Task objective =
What you return must be the lines from the first one below through the one containing "pixel 187 41", exactly and with pictures excluded.

Point localization data =
_ _ _ _ _

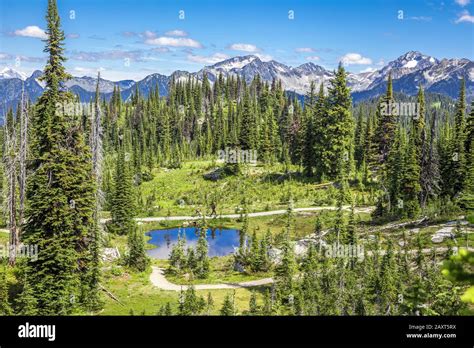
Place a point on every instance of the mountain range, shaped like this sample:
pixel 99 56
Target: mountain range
pixel 409 71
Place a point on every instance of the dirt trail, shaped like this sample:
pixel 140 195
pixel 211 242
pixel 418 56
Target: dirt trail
pixel 235 216
pixel 159 280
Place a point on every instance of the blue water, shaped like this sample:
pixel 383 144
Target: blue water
pixel 221 242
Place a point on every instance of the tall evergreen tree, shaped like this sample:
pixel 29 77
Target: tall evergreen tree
pixel 60 190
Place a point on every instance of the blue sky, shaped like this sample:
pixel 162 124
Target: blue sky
pixel 128 39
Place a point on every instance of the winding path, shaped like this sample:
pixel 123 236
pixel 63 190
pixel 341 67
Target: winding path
pixel 235 216
pixel 159 280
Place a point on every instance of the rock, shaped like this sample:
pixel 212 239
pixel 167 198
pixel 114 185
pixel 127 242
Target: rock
pixel 275 255
pixel 110 254
pixel 213 175
pixel 239 267
pixel 302 245
pixel 442 234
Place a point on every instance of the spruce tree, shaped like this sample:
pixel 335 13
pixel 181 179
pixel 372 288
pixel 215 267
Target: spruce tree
pixel 5 307
pixel 202 259
pixel 137 257
pixel 228 307
pixel 60 190
pixel 122 209
pixel 339 126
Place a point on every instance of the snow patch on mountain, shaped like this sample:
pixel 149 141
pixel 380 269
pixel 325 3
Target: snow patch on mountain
pixel 9 73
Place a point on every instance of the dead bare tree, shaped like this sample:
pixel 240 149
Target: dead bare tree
pixel 23 157
pixel 96 148
pixel 10 163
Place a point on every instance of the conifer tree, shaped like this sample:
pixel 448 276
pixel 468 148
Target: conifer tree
pixel 253 306
pixel 202 258
pixel 339 126
pixel 458 160
pixel 137 257
pixel 122 209
pixel 5 307
pixel 60 190
pixel 228 307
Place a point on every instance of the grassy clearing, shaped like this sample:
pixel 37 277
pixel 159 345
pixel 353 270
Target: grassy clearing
pixel 138 296
pixel 183 191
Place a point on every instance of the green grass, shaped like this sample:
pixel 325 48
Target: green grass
pixel 221 272
pixel 266 188
pixel 137 294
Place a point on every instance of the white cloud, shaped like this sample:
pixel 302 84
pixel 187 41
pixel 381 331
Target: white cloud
pixel 465 17
pixel 149 34
pixel 215 58
pixel 176 33
pixel 462 2
pixel 173 41
pixel 421 18
pixel 369 69
pixel 355 59
pixel 305 50
pixel 31 31
pixel 243 47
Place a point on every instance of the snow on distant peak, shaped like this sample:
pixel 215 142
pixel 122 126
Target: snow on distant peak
pixel 411 64
pixel 9 73
pixel 235 63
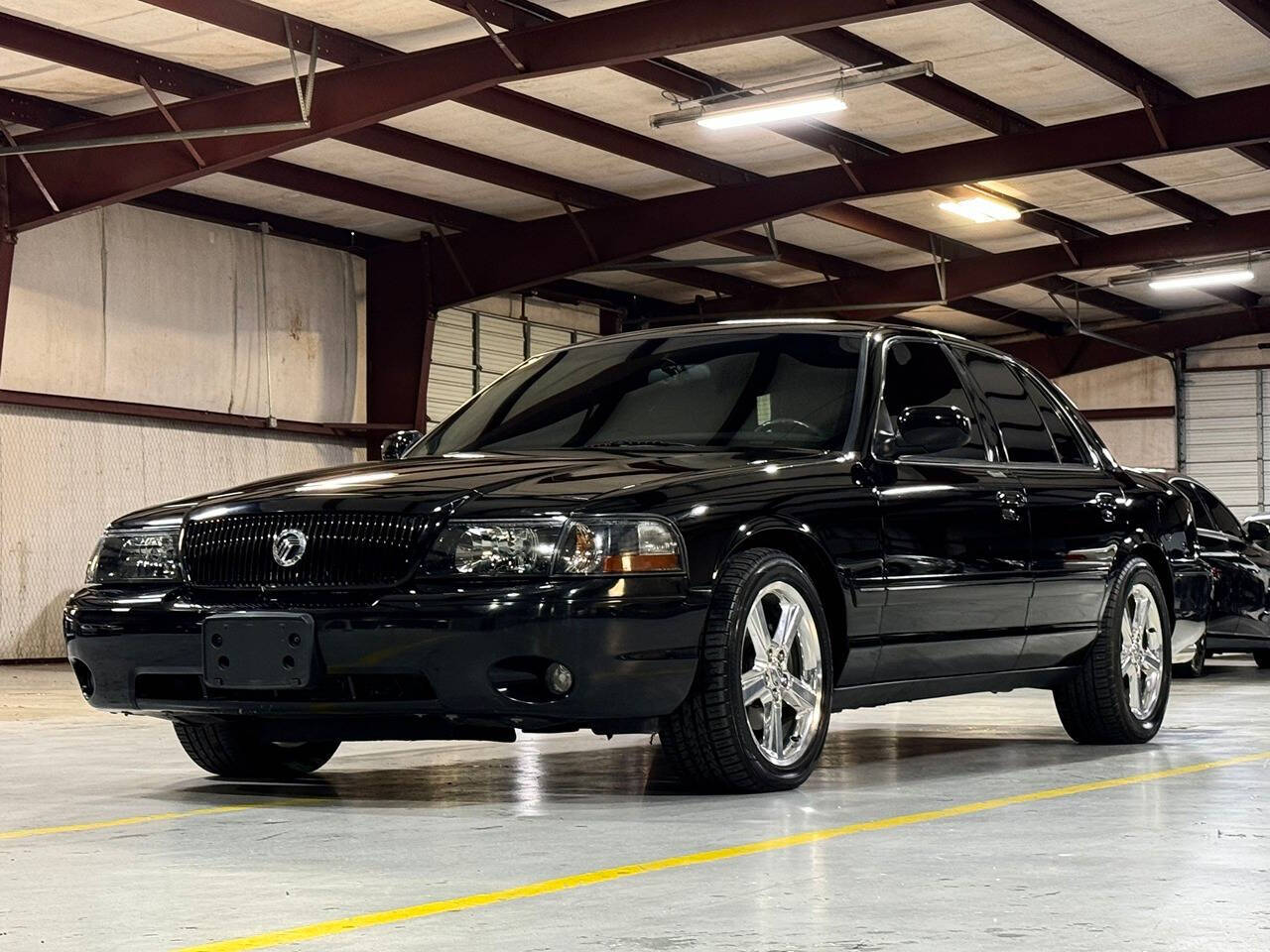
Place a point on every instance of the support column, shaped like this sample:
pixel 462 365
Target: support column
pixel 8 243
pixel 399 331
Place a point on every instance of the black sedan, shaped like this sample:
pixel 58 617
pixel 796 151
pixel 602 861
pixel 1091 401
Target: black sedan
pixel 720 535
pixel 1238 620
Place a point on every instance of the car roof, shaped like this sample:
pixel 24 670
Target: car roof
pixel 766 325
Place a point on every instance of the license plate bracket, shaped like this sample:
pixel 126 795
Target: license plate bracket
pixel 258 651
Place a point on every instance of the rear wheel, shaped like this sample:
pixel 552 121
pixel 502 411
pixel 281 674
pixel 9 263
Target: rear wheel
pixel 1120 693
pixel 1194 667
pixel 238 752
pixel 757 717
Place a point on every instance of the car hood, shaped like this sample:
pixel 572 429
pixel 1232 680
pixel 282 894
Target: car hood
pixel 550 481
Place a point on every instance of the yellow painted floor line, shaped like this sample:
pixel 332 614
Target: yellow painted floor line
pixel 334 927
pixel 148 817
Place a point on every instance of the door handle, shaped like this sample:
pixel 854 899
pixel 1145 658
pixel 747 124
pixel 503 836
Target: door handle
pixel 1105 503
pixel 1011 503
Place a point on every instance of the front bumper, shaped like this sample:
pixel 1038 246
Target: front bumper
pixel 437 652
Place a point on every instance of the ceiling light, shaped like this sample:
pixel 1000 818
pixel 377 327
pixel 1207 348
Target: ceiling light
pixel 788 99
pixel 982 209
pixel 1201 280
pixel 751 116
pixel 1230 270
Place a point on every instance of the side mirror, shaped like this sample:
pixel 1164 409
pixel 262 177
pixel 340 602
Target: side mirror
pixel 931 429
pixel 1256 531
pixel 398 444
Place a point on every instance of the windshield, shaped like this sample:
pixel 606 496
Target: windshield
pixel 697 391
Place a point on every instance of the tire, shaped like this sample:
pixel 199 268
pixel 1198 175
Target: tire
pixel 1197 666
pixel 715 740
pixel 236 752
pixel 1096 706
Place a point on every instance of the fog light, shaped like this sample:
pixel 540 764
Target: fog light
pixel 558 678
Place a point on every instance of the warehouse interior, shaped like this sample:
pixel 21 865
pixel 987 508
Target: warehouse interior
pixel 244 239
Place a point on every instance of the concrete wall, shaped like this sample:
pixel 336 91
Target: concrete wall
pixel 1138 384
pixel 146 307
pixel 132 304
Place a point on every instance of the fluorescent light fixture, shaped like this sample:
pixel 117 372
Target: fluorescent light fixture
pixel 752 116
pixel 1201 280
pixel 789 99
pixel 982 209
pixel 1215 272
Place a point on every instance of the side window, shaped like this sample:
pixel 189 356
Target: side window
pixel 1066 442
pixel 1222 517
pixel 1203 521
pixel 1021 426
pixel 920 373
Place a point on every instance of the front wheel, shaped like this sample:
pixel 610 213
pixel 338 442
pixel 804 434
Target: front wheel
pixel 757 716
pixel 236 752
pixel 1121 689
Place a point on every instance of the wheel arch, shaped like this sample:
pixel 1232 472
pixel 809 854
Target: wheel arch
pixel 1155 556
pixel 808 552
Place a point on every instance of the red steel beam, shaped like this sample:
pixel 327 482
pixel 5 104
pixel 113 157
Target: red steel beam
pixel 944 94
pixel 263 23
pixel 7 248
pixel 538 250
pixel 975 276
pixel 1064 37
pixel 1078 353
pixel 835 44
pixel 286 176
pixel 1255 12
pixel 852 51
pixel 181 414
pixel 354 96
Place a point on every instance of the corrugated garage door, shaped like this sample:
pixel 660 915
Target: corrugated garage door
pixel 1223 435
pixel 471 350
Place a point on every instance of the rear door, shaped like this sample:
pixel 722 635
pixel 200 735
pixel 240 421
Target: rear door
pixel 953 534
pixel 1075 507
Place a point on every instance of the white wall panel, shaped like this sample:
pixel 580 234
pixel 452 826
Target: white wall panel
pixel 1222 435
pixel 134 304
pixel 64 475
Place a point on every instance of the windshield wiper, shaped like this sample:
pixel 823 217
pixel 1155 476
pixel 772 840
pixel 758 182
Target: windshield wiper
pixel 648 442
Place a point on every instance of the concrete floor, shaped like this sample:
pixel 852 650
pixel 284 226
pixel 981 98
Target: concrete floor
pixel 1174 864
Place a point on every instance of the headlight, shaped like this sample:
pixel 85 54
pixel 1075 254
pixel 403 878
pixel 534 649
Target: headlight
pixel 135 555
pixel 589 546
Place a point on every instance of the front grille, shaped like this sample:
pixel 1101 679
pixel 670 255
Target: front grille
pixel 344 549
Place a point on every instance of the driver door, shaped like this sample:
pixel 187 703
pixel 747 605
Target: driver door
pixel 955 532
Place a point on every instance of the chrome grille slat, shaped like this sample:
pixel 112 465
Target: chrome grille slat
pixel 345 549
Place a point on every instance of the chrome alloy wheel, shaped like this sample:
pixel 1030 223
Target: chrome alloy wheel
pixel 1142 652
pixel 783 682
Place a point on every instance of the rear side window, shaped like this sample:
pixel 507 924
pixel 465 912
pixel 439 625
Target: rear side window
pixel 920 373
pixel 1023 430
pixel 1222 517
pixel 1203 520
pixel 1066 442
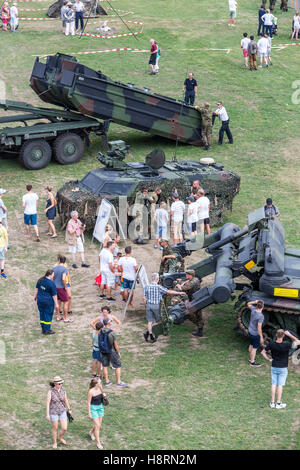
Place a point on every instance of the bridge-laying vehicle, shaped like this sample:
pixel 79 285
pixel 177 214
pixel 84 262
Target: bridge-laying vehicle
pixel 265 270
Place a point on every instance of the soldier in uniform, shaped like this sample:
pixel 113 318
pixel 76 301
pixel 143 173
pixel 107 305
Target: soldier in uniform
pixel 190 286
pixel 206 125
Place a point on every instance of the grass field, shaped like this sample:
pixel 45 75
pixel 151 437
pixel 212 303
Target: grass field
pixel 184 393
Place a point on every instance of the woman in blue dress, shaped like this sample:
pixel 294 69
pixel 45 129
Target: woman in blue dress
pixel 46 298
pixel 50 211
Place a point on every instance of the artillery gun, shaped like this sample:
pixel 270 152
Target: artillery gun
pixel 265 270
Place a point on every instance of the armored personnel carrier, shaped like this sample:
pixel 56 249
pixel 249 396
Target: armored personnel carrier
pixel 117 178
pixel 265 270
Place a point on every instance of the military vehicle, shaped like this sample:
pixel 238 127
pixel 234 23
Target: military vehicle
pixel 62 81
pixel 118 178
pixel 266 270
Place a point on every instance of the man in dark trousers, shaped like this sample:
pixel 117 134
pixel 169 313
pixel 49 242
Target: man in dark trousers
pixel 261 24
pixel 191 87
pixel 222 113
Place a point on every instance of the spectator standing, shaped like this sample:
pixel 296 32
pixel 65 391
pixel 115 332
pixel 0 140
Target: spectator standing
pixel 75 239
pixel 267 18
pixel 153 54
pixel 176 215
pixel 96 409
pixel 29 204
pixel 50 211
pixel 106 315
pixel 261 24
pixel 60 273
pixel 79 8
pixel 161 218
pixel 46 299
pixel 222 113
pixel 279 369
pixel 107 271
pixel 190 86
pixel 255 329
pixel 232 11
pixel 110 353
pixel 62 14
pixel 69 16
pixel 262 46
pixel 244 45
pixel 252 51
pixel 97 365
pixel 152 295
pixel 296 26
pixel 129 269
pixel 203 206
pixel 5 15
pixel 56 409
pixel 192 216
pixel 3 249
pixel 270 209
pixel 14 18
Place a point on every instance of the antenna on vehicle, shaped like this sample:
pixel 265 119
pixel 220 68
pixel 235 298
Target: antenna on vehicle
pixel 121 19
pixel 174 158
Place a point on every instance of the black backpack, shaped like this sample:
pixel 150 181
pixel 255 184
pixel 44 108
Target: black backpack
pixel 104 346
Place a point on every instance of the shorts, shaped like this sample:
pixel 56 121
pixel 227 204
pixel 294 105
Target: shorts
pixel 2 253
pixel 152 313
pixel 112 358
pixel 78 247
pixel 30 219
pixel 97 411
pixel 279 375
pixel 108 279
pixel 58 417
pixel 127 284
pixel 162 232
pixel 177 229
pixel 96 355
pixel 254 341
pixel 62 294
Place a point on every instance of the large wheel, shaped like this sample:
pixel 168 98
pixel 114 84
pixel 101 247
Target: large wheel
pixel 68 148
pixel 35 154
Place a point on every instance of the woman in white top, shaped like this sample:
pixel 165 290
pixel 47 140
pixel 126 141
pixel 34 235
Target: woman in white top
pixel 296 25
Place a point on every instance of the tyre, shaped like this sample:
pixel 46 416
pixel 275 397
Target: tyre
pixel 35 154
pixel 68 148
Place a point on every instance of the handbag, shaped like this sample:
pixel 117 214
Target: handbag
pixel 105 400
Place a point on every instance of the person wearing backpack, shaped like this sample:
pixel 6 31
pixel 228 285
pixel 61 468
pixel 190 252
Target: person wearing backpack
pixel 50 211
pixel 252 51
pixel 110 353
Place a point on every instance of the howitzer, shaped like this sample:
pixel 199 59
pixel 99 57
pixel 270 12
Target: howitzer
pixel 258 253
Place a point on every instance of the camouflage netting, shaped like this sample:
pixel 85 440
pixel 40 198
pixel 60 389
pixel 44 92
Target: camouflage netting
pixel 91 8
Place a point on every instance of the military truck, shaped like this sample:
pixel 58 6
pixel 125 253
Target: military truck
pixel 118 178
pixel 265 269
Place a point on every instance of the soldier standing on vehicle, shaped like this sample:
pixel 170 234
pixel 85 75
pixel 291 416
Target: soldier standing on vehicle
pixel 206 124
pixel 190 286
pixel 190 87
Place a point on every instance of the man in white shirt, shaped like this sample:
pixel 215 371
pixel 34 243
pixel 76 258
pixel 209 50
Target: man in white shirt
pixel 262 46
pixel 176 214
pixel 222 113
pixel 29 204
pixel 79 8
pixel 107 271
pixel 128 266
pixel 232 12
pixel 203 205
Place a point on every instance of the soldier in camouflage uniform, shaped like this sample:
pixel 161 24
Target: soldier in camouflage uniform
pixel 206 125
pixel 190 286
pixel 170 262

_ _ _ _ _

Response area =
Place a point on every instance of the mountain range, shaped like this sample:
pixel 99 56
Target: mountain range
pixel 409 71
Place a point on every instance of the dirt trail, shaped like this sample:
pixel 140 195
pixel 211 242
pixel 418 56
Target: dirt trail
pixel 235 216
pixel 159 280
Place a point on every instance of the blue water, shaped like this sample:
pixel 383 144
Target: blue water
pixel 221 242
Place a point on every instance of the tall evergreen tree, shaped like this sample:
pixel 29 77
Target: tall evergreen tree
pixel 60 190
Place a point on every instance of the blue sky, shaped like this sample:
pixel 162 124
Target: blue sky
pixel 128 39
Place a point on every instance of the winding path, shaped like this sample:
pixel 123 236
pixel 63 190
pixel 341 67
Target: winding path
pixel 235 216
pixel 159 280
Place a point on every instance of the rock, shaped like this sample:
pixel 212 239
pixel 167 198
pixel 114 185
pixel 127 242
Target: rock
pixel 275 255
pixel 110 254
pixel 213 175
pixel 239 267
pixel 302 245
pixel 442 234
Place a point on every instance of the spruce tree, shaped like this sample:
pixel 335 13
pixel 181 179
pixel 372 288
pixel 215 267
Target: spruce tree
pixel 5 307
pixel 202 259
pixel 137 257
pixel 228 307
pixel 60 190
pixel 122 209
pixel 339 126
Place a point on every instance of the snow patch on mountain, shaped like this sample:
pixel 149 141
pixel 380 269
pixel 325 3
Target: snow patch on mountain
pixel 9 73
Place a point on every instance of the dead bare tree, shaped like this sample:
pixel 240 149
Target: dead bare tree
pixel 23 157
pixel 96 148
pixel 10 163
Place a point on every instance of the conifer tree, shaped like this sample:
pixel 448 276
pixel 468 148
Target: conifer tree
pixel 253 306
pixel 202 258
pixel 339 126
pixel 458 160
pixel 137 257
pixel 122 209
pixel 5 307
pixel 60 190
pixel 228 307
Place a point on every instance of the grassy clearing, shaped like this sample:
pixel 37 277
pixel 159 345
pixel 353 270
Target: grassy clearing
pixel 138 296
pixel 183 191
Place a point on every instance of the green grass, shaped like this sample:
pixel 325 48
Target: green grass
pixel 221 272
pixel 266 188
pixel 137 294
Place a point on every instance of the white cloud, shaped like this sample:
pixel 302 84
pixel 187 41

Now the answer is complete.